⟨
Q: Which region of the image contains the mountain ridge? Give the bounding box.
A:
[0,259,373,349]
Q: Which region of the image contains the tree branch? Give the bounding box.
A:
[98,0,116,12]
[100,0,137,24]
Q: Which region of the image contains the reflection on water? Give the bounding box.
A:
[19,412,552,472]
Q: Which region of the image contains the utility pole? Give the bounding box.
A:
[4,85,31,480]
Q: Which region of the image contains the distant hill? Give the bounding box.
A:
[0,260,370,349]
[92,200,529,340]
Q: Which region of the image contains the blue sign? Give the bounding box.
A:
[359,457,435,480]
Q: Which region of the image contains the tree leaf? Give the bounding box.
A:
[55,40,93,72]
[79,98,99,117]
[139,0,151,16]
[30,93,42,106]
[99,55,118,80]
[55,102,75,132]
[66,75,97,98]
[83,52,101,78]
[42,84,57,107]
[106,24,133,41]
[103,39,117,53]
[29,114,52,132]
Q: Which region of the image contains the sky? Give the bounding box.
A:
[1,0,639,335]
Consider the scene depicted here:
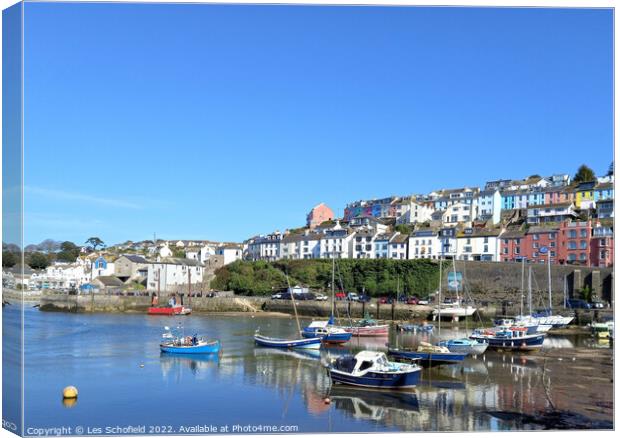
⟩
- [The task] Quote precisely the lines of the data from the line containing "Q: Which region of the image contains the reflection" through its final line, both included, excluding pictures.

- [Your response]
Q: Which region of the image contains the reflection on water? Give the bounding box.
A:
[19,412,552,472]
Q: Which region of the image contains the utility pole? Give the bounding box.
A:
[4,85,31,480]
Q: Which region of the image contains the distant hill? Give the bounding box.
A:
[0,260,370,349]
[92,200,529,340]
Q: Which region of the image contains the blue sign? Give the bounding box.
A:
[359,457,435,480]
Q: Which region of the image contains the tree leaf? Give the bounding box.
A:
[55,40,93,72]
[79,98,99,117]
[139,0,151,16]
[30,93,42,106]
[99,55,118,80]
[55,102,75,132]
[66,75,97,98]
[83,52,101,78]
[42,84,57,107]
[106,24,133,41]
[103,39,117,53]
[29,114,52,132]
Q: Which region of the image contains the sky? Give the bounding box.
A:
[1,0,639,335]
Consider the scene depicted here:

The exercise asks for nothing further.